[Dataset entries]
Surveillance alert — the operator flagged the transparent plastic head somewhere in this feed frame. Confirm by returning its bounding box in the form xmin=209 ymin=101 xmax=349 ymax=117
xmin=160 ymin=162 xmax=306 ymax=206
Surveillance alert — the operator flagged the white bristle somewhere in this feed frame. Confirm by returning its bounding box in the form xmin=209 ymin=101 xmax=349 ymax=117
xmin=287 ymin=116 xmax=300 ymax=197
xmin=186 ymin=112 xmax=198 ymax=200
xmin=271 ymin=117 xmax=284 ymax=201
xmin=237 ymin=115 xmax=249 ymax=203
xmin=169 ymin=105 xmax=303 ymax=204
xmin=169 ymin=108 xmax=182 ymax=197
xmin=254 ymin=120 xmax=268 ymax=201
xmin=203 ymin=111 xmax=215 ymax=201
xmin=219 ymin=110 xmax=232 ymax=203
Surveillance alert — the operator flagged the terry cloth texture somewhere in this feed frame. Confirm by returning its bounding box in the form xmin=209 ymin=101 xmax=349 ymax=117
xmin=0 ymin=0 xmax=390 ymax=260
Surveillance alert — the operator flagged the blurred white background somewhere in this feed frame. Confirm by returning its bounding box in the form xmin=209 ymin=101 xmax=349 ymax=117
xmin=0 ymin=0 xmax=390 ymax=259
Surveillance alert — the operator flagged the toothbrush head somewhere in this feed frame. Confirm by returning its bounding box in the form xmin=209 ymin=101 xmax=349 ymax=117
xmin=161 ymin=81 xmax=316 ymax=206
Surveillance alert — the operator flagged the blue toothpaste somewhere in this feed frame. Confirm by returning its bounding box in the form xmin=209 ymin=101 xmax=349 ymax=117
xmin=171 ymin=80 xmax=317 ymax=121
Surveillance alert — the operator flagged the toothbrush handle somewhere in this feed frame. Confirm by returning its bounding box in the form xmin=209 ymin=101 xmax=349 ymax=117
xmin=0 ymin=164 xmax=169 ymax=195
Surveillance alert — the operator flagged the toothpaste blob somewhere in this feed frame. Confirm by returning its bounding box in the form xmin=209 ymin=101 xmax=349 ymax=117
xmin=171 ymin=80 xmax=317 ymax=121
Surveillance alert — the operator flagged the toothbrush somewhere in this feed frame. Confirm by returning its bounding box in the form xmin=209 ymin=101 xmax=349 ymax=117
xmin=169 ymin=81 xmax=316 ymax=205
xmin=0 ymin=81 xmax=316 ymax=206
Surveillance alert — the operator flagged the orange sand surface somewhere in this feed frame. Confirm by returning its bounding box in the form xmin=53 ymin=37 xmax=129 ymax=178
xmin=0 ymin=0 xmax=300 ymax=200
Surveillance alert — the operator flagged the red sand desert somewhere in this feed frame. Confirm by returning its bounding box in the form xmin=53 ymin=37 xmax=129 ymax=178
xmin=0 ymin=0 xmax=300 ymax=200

> Written exercise
Count how many lines of the listing above contain the string "head", treating case as significant. Reply with the number alone.

> Exercise response
2